Start Provided data

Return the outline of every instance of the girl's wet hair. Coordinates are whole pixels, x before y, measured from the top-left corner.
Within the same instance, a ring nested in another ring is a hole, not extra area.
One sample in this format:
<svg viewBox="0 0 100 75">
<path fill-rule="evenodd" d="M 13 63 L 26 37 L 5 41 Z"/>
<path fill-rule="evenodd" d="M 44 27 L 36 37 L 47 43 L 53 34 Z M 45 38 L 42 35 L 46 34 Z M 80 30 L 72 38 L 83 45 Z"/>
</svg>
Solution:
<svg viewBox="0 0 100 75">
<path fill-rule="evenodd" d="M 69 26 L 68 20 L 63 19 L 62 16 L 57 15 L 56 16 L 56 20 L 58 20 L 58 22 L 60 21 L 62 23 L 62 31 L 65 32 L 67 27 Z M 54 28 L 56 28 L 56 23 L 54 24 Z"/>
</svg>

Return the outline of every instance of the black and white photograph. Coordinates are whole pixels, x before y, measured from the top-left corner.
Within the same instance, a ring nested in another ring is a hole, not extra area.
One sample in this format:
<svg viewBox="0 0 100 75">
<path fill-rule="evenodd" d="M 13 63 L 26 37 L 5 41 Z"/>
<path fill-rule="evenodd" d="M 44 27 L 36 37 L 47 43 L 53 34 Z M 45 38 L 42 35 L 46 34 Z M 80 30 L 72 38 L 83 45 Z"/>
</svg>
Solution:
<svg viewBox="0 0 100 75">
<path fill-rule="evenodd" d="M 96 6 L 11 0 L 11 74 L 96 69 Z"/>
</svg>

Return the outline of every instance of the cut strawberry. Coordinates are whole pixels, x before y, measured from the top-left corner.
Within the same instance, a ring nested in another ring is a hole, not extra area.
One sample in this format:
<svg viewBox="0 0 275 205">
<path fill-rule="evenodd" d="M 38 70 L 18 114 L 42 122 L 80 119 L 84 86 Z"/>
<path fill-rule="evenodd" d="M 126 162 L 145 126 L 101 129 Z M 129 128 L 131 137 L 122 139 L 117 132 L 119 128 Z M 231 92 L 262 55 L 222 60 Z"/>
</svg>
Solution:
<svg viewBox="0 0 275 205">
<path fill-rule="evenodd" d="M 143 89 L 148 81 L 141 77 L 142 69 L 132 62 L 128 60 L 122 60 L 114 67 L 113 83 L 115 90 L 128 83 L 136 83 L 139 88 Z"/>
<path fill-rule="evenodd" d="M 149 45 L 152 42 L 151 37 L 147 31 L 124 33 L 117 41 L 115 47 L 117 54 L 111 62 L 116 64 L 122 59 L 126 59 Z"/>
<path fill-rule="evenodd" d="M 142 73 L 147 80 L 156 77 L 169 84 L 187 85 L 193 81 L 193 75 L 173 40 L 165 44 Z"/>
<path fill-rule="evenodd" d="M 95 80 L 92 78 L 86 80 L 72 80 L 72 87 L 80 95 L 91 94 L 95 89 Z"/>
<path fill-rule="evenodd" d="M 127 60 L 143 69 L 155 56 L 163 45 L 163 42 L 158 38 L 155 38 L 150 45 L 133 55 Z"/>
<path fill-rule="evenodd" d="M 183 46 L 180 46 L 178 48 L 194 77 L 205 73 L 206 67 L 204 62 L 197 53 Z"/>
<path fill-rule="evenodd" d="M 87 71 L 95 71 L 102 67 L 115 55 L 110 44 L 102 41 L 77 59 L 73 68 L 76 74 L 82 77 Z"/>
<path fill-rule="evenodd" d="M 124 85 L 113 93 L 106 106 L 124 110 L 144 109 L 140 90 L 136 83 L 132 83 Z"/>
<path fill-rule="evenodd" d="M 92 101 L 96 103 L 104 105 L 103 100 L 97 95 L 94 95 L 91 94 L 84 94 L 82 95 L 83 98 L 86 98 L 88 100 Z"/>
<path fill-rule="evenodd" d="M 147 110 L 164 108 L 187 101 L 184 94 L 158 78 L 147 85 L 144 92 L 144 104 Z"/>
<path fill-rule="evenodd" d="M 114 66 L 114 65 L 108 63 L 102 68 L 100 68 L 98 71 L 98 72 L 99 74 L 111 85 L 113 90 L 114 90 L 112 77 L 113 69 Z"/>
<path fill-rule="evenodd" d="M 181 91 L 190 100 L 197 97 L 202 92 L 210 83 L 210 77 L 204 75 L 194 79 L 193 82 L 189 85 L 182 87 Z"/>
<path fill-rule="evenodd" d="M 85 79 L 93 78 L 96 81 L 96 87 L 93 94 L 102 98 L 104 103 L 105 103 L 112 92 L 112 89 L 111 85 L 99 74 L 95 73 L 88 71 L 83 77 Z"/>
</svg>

End Provided data

**Problem to work on:** Please write out each of the rows above again, character for character, with nothing added or changed.

**Problem solution:**
Return the outline of every instance of the girl's wet hair. Coordinates are whole pixels, x before y, measured from the top-left corner.
Within the same instance, a ring nested in another ring is a hole, not extra area.
One sample in this format:
<svg viewBox="0 0 100 75">
<path fill-rule="evenodd" d="M 13 63 L 26 37 L 5 41 Z"/>
<path fill-rule="evenodd" d="M 44 27 L 36 37 L 47 43 L 53 34 Z M 45 38 L 42 35 L 46 34 Z M 80 30 L 72 38 L 83 45 Z"/>
</svg>
Solution:
<svg viewBox="0 0 100 75">
<path fill-rule="evenodd" d="M 69 26 L 68 20 L 63 19 L 62 16 L 57 15 L 56 16 L 56 20 L 58 20 L 58 22 L 60 21 L 62 23 L 62 31 L 65 32 L 67 27 Z M 54 28 L 56 28 L 56 23 L 54 24 Z"/>
</svg>

Return the outline of every instance of the black and white photograph. Coordinates are whole pixels, x before y, measured from the top-left corner.
Within the same instance, a ring nested in another ring is a hole, not extra area.
One sample in this format:
<svg viewBox="0 0 100 75">
<path fill-rule="evenodd" d="M 13 63 L 26 37 L 5 41 Z"/>
<path fill-rule="evenodd" d="M 44 27 L 36 37 L 47 43 L 53 34 Z M 45 38 L 42 35 L 46 34 Z M 80 30 L 72 38 L 83 45 Z"/>
</svg>
Solution:
<svg viewBox="0 0 100 75">
<path fill-rule="evenodd" d="M 96 6 L 11 0 L 11 74 L 96 69 Z"/>
</svg>

Return the outline of every instance of the cut strawberry. Coordinates are whole pixels, x before y, measured from the top-left corner.
Within the same instance, a ring nested in another ring is a hole, not extra area.
One sample in this format:
<svg viewBox="0 0 275 205">
<path fill-rule="evenodd" d="M 38 70 L 18 114 L 42 122 L 80 119 L 84 86 Z"/>
<path fill-rule="evenodd" d="M 126 162 L 145 126 L 101 129 Z M 129 128 L 131 137 L 122 139 L 117 132 L 119 128 Z M 231 92 L 262 55 L 222 60 Z"/>
</svg>
Solution:
<svg viewBox="0 0 275 205">
<path fill-rule="evenodd" d="M 143 89 L 148 81 L 141 77 L 142 69 L 132 62 L 128 60 L 122 60 L 114 67 L 113 83 L 115 90 L 128 83 L 136 83 L 139 88 Z"/>
<path fill-rule="evenodd" d="M 149 45 L 152 42 L 151 37 L 147 31 L 124 33 L 117 41 L 115 47 L 117 54 L 111 62 L 116 64 L 122 59 L 126 59 Z"/>
<path fill-rule="evenodd" d="M 142 73 L 147 80 L 156 77 L 169 84 L 187 85 L 193 81 L 193 75 L 173 40 L 165 44 Z"/>
<path fill-rule="evenodd" d="M 95 80 L 92 78 L 86 80 L 72 80 L 72 87 L 80 95 L 91 94 L 95 89 Z"/>
<path fill-rule="evenodd" d="M 127 60 L 143 69 L 155 56 L 163 45 L 163 42 L 158 38 L 155 38 L 150 45 L 133 55 Z"/>
<path fill-rule="evenodd" d="M 183 46 L 180 46 L 178 48 L 194 77 L 205 73 L 206 67 L 204 62 L 197 53 Z"/>
<path fill-rule="evenodd" d="M 87 71 L 95 71 L 102 67 L 115 55 L 110 44 L 102 41 L 77 59 L 73 68 L 76 74 L 82 77 Z"/>
<path fill-rule="evenodd" d="M 124 85 L 113 93 L 106 106 L 124 110 L 144 109 L 140 90 L 136 83 L 132 83 Z"/>
<path fill-rule="evenodd" d="M 92 101 L 96 103 L 104 105 L 103 100 L 97 95 L 94 95 L 91 94 L 84 94 L 82 95 L 83 98 L 86 98 L 88 100 Z"/>
<path fill-rule="evenodd" d="M 147 110 L 164 108 L 187 101 L 184 94 L 158 78 L 147 85 L 144 92 L 144 104 Z"/>
<path fill-rule="evenodd" d="M 114 66 L 114 65 L 108 63 L 102 68 L 100 68 L 98 71 L 98 72 L 99 74 L 111 85 L 113 90 L 114 90 L 112 77 L 113 69 Z"/>
<path fill-rule="evenodd" d="M 181 91 L 190 100 L 197 97 L 202 92 L 210 83 L 210 77 L 204 75 L 194 79 L 193 82 L 189 85 L 182 87 Z"/>
<path fill-rule="evenodd" d="M 85 79 L 93 78 L 96 81 L 96 87 L 93 94 L 102 98 L 104 103 L 105 103 L 112 92 L 112 89 L 111 85 L 99 74 L 95 73 L 88 71 L 83 77 Z"/>
</svg>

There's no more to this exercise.